WHAT YOU ARE ASKED TO DO: Reproduce the material below word for word, leaving out the pictures.

LISTED RECORDS:
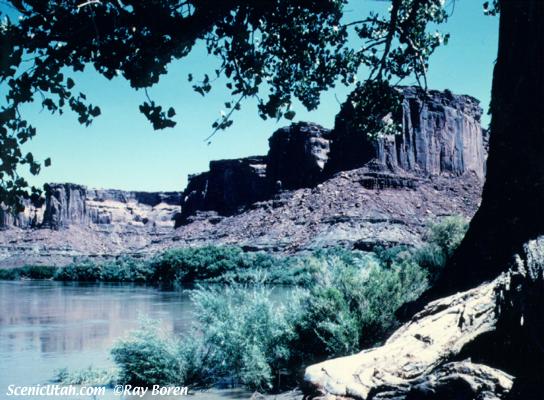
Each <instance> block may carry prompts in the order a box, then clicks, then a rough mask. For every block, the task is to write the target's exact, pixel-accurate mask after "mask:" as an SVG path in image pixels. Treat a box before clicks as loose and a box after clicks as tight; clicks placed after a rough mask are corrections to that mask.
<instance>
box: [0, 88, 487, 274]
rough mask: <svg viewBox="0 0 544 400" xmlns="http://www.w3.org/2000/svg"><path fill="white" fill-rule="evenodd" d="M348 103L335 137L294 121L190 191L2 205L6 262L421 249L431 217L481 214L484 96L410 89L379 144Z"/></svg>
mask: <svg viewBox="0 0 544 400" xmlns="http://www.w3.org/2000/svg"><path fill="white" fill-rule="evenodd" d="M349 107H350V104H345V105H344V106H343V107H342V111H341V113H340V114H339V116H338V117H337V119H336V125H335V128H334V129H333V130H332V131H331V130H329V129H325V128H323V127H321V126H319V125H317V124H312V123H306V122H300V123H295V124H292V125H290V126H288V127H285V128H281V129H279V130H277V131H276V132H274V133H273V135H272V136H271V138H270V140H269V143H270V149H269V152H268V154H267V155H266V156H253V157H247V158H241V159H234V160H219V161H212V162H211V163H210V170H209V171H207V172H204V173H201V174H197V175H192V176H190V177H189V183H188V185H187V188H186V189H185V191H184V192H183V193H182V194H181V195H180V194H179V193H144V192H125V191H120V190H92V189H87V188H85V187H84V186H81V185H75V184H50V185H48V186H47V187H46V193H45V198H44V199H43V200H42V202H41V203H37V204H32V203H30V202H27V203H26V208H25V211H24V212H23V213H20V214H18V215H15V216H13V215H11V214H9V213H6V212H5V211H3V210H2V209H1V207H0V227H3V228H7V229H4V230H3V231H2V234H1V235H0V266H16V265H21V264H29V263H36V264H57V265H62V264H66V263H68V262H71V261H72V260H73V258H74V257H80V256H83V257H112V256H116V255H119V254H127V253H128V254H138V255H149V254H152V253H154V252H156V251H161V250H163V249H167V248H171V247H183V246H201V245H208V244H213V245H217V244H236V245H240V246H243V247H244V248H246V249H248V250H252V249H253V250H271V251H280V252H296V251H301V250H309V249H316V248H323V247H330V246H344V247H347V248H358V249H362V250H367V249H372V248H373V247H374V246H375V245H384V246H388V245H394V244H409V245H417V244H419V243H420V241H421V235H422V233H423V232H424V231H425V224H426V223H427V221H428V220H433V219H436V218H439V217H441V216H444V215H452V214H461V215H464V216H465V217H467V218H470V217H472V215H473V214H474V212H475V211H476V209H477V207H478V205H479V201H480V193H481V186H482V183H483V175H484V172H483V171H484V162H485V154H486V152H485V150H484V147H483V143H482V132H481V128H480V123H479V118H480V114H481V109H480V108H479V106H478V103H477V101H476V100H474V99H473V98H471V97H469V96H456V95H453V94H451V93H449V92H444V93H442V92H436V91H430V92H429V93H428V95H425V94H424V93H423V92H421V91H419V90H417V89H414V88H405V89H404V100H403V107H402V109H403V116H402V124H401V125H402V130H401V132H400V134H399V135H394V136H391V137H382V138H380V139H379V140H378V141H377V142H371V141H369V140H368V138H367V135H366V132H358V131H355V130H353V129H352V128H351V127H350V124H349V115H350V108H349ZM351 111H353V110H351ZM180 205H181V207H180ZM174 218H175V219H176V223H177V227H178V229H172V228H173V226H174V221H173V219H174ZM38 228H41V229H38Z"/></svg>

EXERCISE SOLUTION:
Each <instance> block may carry prompts in the order a box, then clicks, then a rough mask. For every block, the task is to write the target's exact, pixel-accurate mask after "mask:" as an SVG path in image pixels. Treat a box before clicks as loose and a box after clicks as tight; clicks placed after a rough mask are corrections to that mask.
<instance>
box: [0, 88, 487, 274]
rough mask: <svg viewBox="0 0 544 400" xmlns="http://www.w3.org/2000/svg"><path fill="white" fill-rule="evenodd" d="M348 103L335 137L294 121L190 191L2 205L6 262L421 249L431 217L481 214L484 96L410 89L379 144Z"/></svg>
mask: <svg viewBox="0 0 544 400" xmlns="http://www.w3.org/2000/svg"><path fill="white" fill-rule="evenodd" d="M349 107H350V104H345V105H344V106H343V107H342V111H341V113H340V114H339V116H338V117H337V119H336V125H335V128H334V129H333V130H332V131H331V130H329V129H325V128H323V127H321V126H319V125H317V124H312V123H306V122H300V123H295V124H292V125H290V126H288V127H285V128H281V129H279V130H277V131H276V132H274V133H273V135H272V136H271V138H270V140H269V143H270V149H269V152H268V154H267V155H266V156H253V157H247V158H241V159H234V160H219V161H212V162H211V163H210V170H209V171H207V172H204V173H201V174H197V175H192V176H190V177H189V183H188V185H187V188H186V189H185V191H184V192H183V193H182V194H181V195H180V194H179V193H144V192H125V191H120V190H92V189H87V188H85V187H84V186H81V185H75V184H50V185H48V186H47V187H46V193H45V198H44V199H43V200H42V202H41V203H37V204H32V203H30V202H27V203H26V208H25V211H24V212H23V213H20V214H18V215H15V216H13V215H11V214H9V213H6V212H5V211H3V210H2V209H1V207H0V227H3V228H7V229H4V230H3V231H2V234H1V235H0V266H16V265H21V264H29V263H36V264H57V265H62V264H66V263H68V262H71V261H72V260H73V258H74V257H80V256H83V257H112V256H116V255H119V254H127V253H128V254H138V255H149V254H152V253H154V252H156V251H161V250H163V249H167V248H171V247H183V246H201V245H208V244H213V245H217V244H236V245H240V246H243V247H244V248H246V249H248V250H252V249H253V250H271V251H280V252H296V251H301V250H309V249H316V248H323V247H330V246H344V247H347V248H358V249H362V250H367V249H372V248H373V247H374V246H375V245H384V246H388V245H394V244H409V245H417V244H419V243H420V241H421V235H422V233H423V232H424V231H425V224H426V223H427V221H428V220H433V219H436V218H439V217H441V216H444V215H452V214H461V215H464V216H465V217H467V218H470V217H472V215H473V214H474V212H475V211H476V209H477V207H478V205H479V201H480V193H481V186H482V183H483V175H484V172H483V171H484V162H485V154H486V152H485V150H484V147H483V143H482V132H481V128H480V123H479V118H480V114H481V109H480V108H479V106H478V103H477V101H476V100H474V99H473V98H471V97H469V96H456V95H453V94H451V93H449V92H444V93H442V92H436V91H430V92H429V93H428V95H425V94H424V93H423V92H421V91H419V90H417V89H414V88H405V89H404V100H403V107H402V109H403V116H402V124H401V125H402V130H401V132H400V134H399V135H394V136H391V137H382V138H380V139H379V140H378V141H377V142H371V141H369V140H368V138H367V135H366V132H358V131H355V130H353V129H352V128H351V127H350V124H349V115H350V108H349ZM351 111H353V110H351ZM180 205H181V207H180ZM174 218H175V219H176V223H177V227H178V229H172V228H173V226H174V221H173V219H174ZM38 228H41V229H38Z"/></svg>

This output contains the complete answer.